◆ Stored data entries ◆
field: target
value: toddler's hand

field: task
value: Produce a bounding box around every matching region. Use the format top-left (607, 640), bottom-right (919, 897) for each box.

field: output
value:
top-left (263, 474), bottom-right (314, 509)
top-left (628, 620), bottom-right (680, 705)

==

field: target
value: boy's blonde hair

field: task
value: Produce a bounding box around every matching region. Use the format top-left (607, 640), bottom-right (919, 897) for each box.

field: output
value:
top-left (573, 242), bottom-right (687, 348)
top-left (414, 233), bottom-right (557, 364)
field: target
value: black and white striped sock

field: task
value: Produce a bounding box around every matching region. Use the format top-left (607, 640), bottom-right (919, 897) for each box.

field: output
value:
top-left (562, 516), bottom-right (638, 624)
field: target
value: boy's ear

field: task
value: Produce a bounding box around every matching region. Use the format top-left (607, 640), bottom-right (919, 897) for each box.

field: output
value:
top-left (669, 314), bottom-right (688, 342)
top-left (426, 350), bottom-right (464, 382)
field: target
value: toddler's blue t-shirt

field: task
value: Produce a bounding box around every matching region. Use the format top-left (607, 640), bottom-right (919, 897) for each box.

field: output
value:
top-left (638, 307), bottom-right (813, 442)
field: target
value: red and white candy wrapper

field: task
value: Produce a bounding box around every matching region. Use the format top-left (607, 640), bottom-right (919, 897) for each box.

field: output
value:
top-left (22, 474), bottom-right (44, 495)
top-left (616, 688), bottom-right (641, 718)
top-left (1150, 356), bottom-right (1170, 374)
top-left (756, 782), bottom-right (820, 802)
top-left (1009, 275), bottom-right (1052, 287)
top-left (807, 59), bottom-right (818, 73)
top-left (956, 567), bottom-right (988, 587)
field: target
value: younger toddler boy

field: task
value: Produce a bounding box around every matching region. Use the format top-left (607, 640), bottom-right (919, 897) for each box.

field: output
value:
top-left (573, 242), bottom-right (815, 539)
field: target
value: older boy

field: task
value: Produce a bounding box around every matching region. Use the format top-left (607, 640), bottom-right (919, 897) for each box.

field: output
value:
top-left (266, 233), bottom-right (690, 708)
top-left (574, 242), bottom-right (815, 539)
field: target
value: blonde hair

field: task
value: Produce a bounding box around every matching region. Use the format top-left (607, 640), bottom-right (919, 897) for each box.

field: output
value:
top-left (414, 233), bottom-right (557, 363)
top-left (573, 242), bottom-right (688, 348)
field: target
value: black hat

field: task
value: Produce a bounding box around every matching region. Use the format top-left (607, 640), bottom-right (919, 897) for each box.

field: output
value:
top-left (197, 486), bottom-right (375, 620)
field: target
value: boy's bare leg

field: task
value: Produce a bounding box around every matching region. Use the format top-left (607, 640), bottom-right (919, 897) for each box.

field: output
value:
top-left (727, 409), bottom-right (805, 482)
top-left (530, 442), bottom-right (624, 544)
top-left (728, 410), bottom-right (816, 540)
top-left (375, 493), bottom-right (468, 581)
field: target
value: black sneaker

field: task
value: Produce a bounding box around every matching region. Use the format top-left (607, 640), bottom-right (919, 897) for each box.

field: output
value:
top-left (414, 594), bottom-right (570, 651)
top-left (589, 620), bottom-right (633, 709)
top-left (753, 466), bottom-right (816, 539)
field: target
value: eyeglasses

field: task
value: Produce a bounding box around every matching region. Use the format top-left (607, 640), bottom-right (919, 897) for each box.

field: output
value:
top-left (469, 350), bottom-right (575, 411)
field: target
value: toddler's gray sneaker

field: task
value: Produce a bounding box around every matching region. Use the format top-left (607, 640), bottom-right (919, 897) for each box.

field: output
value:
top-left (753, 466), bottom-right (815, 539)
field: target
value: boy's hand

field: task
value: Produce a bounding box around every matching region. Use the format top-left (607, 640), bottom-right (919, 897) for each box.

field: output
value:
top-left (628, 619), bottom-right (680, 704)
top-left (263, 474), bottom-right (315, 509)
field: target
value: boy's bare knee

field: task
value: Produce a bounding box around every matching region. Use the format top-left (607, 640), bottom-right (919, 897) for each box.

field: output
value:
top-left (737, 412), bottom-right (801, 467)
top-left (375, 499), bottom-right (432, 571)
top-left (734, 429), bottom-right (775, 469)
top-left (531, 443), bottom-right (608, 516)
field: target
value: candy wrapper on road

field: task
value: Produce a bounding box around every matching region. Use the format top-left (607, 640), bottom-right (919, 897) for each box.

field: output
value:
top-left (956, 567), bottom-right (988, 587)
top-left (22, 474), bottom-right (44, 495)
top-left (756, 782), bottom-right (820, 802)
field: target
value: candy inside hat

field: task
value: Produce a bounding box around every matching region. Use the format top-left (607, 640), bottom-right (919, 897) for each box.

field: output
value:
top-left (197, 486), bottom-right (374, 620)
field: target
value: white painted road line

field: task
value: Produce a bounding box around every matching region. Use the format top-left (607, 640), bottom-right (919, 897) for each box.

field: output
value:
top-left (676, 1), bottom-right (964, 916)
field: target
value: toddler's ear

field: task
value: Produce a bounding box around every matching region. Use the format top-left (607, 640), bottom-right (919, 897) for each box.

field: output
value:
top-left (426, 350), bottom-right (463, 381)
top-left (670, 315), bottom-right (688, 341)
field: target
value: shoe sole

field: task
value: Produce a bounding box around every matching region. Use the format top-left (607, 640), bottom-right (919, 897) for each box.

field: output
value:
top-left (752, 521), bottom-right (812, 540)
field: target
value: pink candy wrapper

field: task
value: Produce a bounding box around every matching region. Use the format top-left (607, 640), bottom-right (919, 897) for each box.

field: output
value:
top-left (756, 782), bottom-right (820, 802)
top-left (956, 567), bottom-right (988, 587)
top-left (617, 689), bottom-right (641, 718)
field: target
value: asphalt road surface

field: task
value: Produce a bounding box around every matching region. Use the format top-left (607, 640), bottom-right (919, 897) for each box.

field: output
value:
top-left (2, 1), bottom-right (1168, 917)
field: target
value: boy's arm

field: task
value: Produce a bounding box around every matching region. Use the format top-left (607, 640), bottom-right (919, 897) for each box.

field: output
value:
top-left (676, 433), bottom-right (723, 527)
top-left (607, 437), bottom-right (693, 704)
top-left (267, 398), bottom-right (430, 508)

==

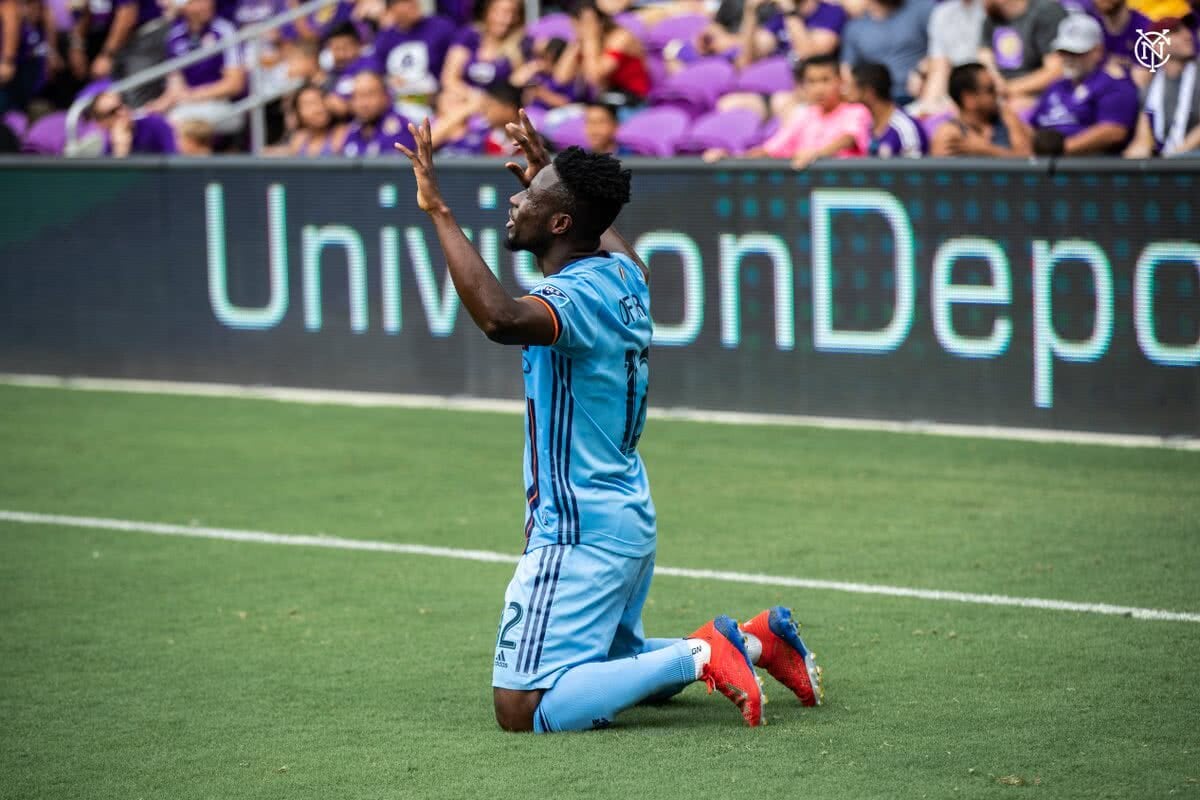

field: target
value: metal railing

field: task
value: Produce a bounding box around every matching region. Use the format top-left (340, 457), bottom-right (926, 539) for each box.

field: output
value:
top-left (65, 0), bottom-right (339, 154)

◆ Exercise details ◆
Counting only lines that hold "white", state how many appear in the records, and give nothing but the number.

◆ Written response ◆
3